*EXERCISE*:
Reproduce the data below word for word, leaving out the pictures.

*EXTRACTED MATERIAL*:
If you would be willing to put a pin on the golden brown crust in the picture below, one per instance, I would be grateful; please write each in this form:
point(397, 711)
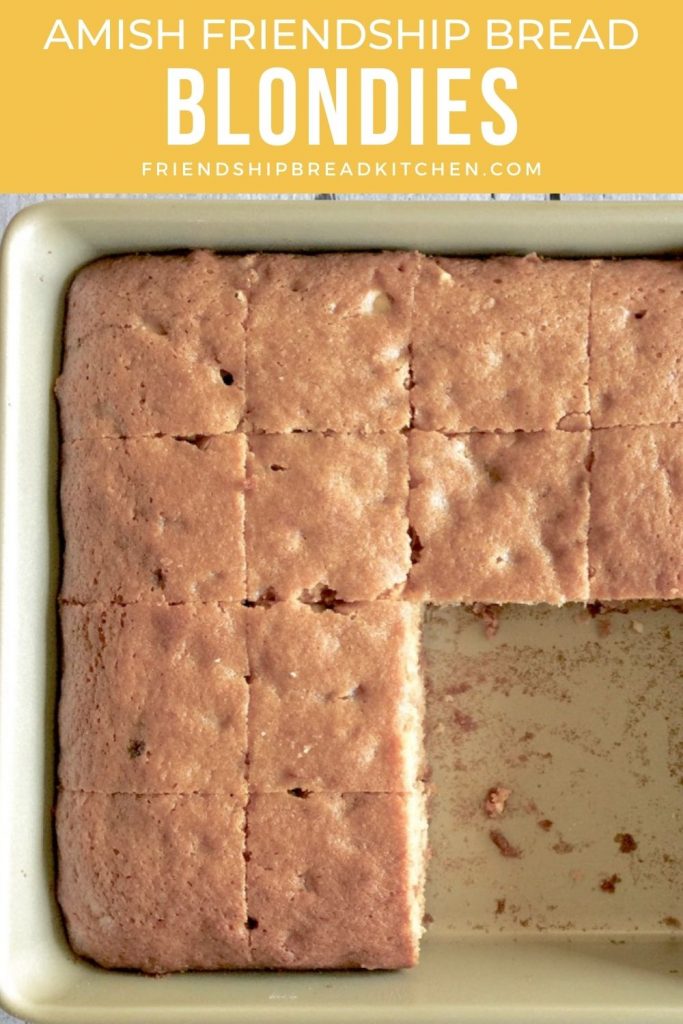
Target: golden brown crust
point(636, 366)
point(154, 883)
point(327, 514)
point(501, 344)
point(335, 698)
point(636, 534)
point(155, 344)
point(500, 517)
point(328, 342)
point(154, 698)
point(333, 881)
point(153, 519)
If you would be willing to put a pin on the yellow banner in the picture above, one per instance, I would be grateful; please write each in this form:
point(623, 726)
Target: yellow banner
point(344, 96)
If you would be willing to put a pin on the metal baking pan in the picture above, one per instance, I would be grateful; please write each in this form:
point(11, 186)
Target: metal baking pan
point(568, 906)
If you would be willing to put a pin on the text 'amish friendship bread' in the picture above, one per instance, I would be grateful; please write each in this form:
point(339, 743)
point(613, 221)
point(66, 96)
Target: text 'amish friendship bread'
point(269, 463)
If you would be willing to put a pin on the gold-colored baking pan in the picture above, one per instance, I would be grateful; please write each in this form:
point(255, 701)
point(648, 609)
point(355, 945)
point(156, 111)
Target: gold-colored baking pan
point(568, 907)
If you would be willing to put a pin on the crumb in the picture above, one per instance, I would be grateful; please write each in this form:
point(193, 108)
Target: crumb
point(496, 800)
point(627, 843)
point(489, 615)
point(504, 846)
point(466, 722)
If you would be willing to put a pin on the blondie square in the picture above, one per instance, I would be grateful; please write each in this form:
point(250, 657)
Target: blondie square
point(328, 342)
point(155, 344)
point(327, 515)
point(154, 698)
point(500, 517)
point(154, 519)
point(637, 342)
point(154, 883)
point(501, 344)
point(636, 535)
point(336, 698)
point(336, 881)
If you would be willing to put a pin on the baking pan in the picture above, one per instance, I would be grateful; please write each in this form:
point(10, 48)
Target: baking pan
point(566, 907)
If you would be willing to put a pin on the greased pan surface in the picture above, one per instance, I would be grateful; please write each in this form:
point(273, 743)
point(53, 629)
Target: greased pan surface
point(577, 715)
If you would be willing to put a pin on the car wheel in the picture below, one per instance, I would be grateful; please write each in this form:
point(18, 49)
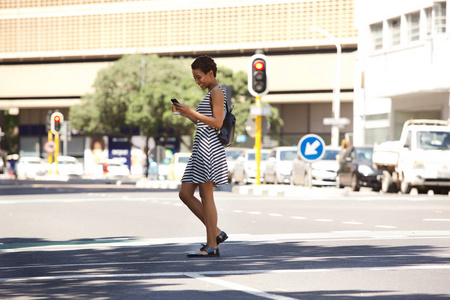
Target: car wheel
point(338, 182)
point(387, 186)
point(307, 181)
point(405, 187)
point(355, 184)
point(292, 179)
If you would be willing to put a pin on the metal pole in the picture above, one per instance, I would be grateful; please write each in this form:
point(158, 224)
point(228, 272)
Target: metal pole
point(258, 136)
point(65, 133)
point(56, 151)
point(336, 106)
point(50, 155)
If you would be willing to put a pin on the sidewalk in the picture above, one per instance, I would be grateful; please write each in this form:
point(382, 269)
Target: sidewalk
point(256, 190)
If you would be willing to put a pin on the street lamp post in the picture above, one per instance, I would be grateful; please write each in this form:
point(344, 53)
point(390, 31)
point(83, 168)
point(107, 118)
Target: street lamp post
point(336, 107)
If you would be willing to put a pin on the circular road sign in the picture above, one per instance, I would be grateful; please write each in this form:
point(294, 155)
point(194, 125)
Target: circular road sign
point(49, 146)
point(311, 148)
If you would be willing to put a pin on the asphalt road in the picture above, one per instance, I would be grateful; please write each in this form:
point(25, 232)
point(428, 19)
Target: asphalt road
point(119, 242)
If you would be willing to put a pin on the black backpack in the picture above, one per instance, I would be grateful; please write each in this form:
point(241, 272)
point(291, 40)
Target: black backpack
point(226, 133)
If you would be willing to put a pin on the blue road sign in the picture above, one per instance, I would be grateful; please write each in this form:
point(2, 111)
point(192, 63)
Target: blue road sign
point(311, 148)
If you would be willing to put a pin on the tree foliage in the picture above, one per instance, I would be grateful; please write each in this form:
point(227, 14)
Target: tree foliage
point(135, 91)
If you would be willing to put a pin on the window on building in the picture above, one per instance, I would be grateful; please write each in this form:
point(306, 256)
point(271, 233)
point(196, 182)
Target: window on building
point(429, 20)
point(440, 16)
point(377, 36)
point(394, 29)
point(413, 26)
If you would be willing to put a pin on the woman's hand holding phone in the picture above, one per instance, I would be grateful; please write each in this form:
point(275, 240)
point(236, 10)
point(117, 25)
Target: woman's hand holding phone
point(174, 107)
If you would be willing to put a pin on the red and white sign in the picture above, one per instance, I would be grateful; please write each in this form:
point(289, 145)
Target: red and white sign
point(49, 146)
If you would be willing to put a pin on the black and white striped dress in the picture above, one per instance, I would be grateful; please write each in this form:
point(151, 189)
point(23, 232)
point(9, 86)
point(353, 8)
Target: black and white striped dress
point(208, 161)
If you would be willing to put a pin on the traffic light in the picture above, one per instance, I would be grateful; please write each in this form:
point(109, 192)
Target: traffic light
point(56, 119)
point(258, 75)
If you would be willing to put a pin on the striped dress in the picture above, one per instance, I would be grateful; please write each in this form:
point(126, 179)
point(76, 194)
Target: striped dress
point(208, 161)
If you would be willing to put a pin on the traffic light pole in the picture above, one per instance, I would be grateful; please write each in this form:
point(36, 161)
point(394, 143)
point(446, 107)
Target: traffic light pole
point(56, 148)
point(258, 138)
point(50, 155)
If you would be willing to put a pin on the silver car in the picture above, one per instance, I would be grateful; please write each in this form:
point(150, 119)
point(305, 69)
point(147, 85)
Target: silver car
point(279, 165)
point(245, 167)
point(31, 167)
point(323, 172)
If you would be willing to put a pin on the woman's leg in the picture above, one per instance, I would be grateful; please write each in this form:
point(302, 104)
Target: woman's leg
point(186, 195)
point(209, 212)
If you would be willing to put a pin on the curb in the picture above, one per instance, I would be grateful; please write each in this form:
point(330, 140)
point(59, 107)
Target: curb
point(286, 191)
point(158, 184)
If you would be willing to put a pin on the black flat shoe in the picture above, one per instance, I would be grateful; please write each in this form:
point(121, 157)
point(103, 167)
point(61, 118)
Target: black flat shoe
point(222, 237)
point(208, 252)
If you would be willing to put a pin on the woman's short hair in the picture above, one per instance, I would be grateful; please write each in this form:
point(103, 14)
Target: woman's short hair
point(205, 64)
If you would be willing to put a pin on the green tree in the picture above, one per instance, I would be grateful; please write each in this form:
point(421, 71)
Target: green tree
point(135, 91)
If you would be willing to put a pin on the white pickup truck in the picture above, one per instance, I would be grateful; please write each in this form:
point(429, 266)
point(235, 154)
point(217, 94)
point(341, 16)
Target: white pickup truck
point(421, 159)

*EXERCISE OUTPUT*:
If you would be willing to put a pin on the golden brown crust in the picture below, one per instance, I would be grateful; please write each in this form:
point(397, 711)
Target: golden brown crust
point(636, 366)
point(154, 883)
point(327, 514)
point(501, 344)
point(335, 698)
point(636, 534)
point(155, 344)
point(500, 517)
point(328, 342)
point(154, 698)
point(333, 881)
point(153, 519)
If you would be willing to put a pin on the yellow banner in the picture above, one per instance, I would be grateful; please write each in this form:
point(623, 726)
Target: yellow banner
point(344, 96)
If you would be willing to put a pin on the metal baking pan in the picture above, one per instance, I would be grateful; please write each in this form:
point(11, 186)
Target: metal baking pan
point(568, 906)
If you would be willing to put a pin on the text 'amish friendship bread' in the picture above, one per instance, I would be grateful; please write each in this form:
point(339, 743)
point(613, 221)
point(66, 96)
Target: text 'amish friendship bread'
point(269, 463)
If you would be willing to put a pin on the gold-colored baking pan in the picture above, one per instance, I would be grateful; please write each in this form:
point(255, 701)
point(648, 609)
point(355, 945)
point(156, 111)
Target: gold-colored baking pan
point(568, 907)
If you would be willing to put a pin on the crumb in the picture above, one per instance, I would be grateful; please write each in this form:
point(193, 108)
Target: crumb
point(496, 800)
point(627, 843)
point(489, 615)
point(504, 846)
point(466, 722)
If you would be willing to put a pin on the blondie square in the picture above, one per instance, I would be grateful; please write each in this form:
point(250, 657)
Target: blondie square
point(328, 342)
point(155, 344)
point(327, 515)
point(154, 698)
point(500, 517)
point(154, 519)
point(637, 342)
point(154, 883)
point(501, 344)
point(636, 535)
point(336, 698)
point(336, 881)
If you would be willing to put a pin on the baking pan in the picture above, one per instance, I would be grateful; please write each in this form:
point(10, 48)
Target: baking pan
point(566, 907)
If you would be willing to put a pin on the greased pan surface in the picture above, one per instance, I would be grateful; please write each in this form:
point(273, 743)
point(53, 629)
Target: greased pan surface
point(577, 715)
If you would be willing to put a pin on the car wheel in the picture below, one per instance, I would be grateful; please write each in this form:
point(18, 49)
Target: car wheel
point(338, 182)
point(387, 186)
point(307, 181)
point(405, 187)
point(355, 184)
point(292, 179)
If you would be willing to put a pin on the metal pole in the picture above, one per instance, I would be grateful; please write each in this form:
point(158, 224)
point(228, 272)
Target: metal pole
point(258, 136)
point(65, 133)
point(56, 151)
point(336, 106)
point(50, 155)
If you would be willing to put a pin on the sidewalk in the picture above, one per instance, I would be grateful; please write each in this form:
point(382, 269)
Target: sidewalk
point(256, 190)
If you would be willing to put a pin on the street lamp post in the picture above, one per instance, I would be grateful; please write each in this form:
point(344, 53)
point(390, 31)
point(83, 168)
point(107, 118)
Target: street lamp post
point(336, 107)
If you would be willing to put a pin on the circular road sign in the picture above, one per instance, I would be grateful; please write each in this form:
point(294, 155)
point(194, 125)
Target: circular road sign
point(49, 146)
point(311, 148)
If you would be willing to put a pin on the asphalt road in the picture above, one per instance, I would be grateful; please write each in this form:
point(25, 232)
point(428, 19)
Target: asphalt road
point(119, 242)
If you would be willing to put a pin on the black backpack in the picture above, one per instance, I would be grateful; please write each in this form:
point(241, 272)
point(291, 40)
Target: black backpack
point(226, 133)
If you would be willing to put a pin on the blue road sign in the picture above, one per instance, I would be grateful; please write each in this form:
point(2, 111)
point(192, 63)
Target: blue road sign
point(311, 148)
If you would be willing to put a pin on the tree foliage in the picture above, one per instance, I would be grateful; please write each in this form:
point(227, 14)
Target: tree foliage
point(135, 91)
If you would be willing to put a pin on the window on building in the picture above, one per instance, I would be grateful; please write each in this form:
point(306, 256)
point(271, 233)
point(196, 182)
Target: window on building
point(429, 20)
point(440, 16)
point(377, 36)
point(394, 29)
point(413, 26)
If you would be willing to put a pin on the woman's hand holding phone in the picture above, one per instance, I would be grateful; please write each in this form:
point(275, 240)
point(236, 10)
point(117, 25)
Target: woman's hand holding phone
point(174, 107)
If you would be willing to put a pin on the red and white sign in the picture above, one per instance, I would be grateful; please write each in this form:
point(289, 145)
Target: red and white sign
point(49, 146)
If you would be willing to put a pin on the black and white striped dress in the picture above, one per instance, I would be grateful; please write each in this form:
point(151, 189)
point(23, 232)
point(9, 86)
point(353, 8)
Target: black and white striped dress
point(208, 161)
If you would be willing to put a pin on the traffic light in the picture above, one per instance, I would be grateful; please write each in this form:
point(109, 192)
Target: traffic light
point(56, 119)
point(258, 75)
If you would be willing to put a pin on the striped dress in the picture above, one per instance, I would be grateful; please write each in this form:
point(126, 179)
point(76, 194)
Target: striped dress
point(208, 161)
If you would be willing to put a pin on the traffic light pole in the picture above, one per instance, I would be grateful; please write each in this form:
point(36, 161)
point(394, 143)
point(446, 107)
Target: traffic light pole
point(56, 148)
point(258, 138)
point(50, 155)
If you would be willing to put a pin on the silver car in the picture above, one per instance, I would be grateful; please write each in this form:
point(150, 119)
point(305, 69)
point(147, 85)
Target: silver car
point(279, 165)
point(245, 167)
point(31, 167)
point(323, 172)
If you would be willing to put a pin on the woman's leg in the picture above, one per instance, I would be grateful; please write each in this form:
point(302, 104)
Target: woman's leg
point(186, 195)
point(209, 212)
If you would be willing to put a pin on the curb in the picture above, one per instance, I would be grateful; please write each in this form:
point(330, 140)
point(59, 107)
Target: curb
point(286, 191)
point(158, 184)
If you would be willing to put a pin on the black flat shoe in the picture above, one per instance, I would be grateful; please write each in this form:
point(121, 157)
point(103, 167)
point(61, 118)
Target: black flat shoe
point(222, 237)
point(208, 252)
If you would be willing to put a pin on the woman's short hair in the picture above, one per instance, I would be grateful; please write each in this form:
point(103, 14)
Target: woman's short hair
point(205, 64)
If you would be willing to put a pin on the green tree in the picture above, one per instance, I would be grateful; please write each in this form:
point(421, 71)
Target: green tree
point(135, 91)
If you would be willing to put a pin on the white pickup truck in the picture above, one per instance, I would be grateful; please write each in this form:
point(429, 266)
point(235, 154)
point(217, 94)
point(341, 16)
Target: white pickup truck
point(421, 159)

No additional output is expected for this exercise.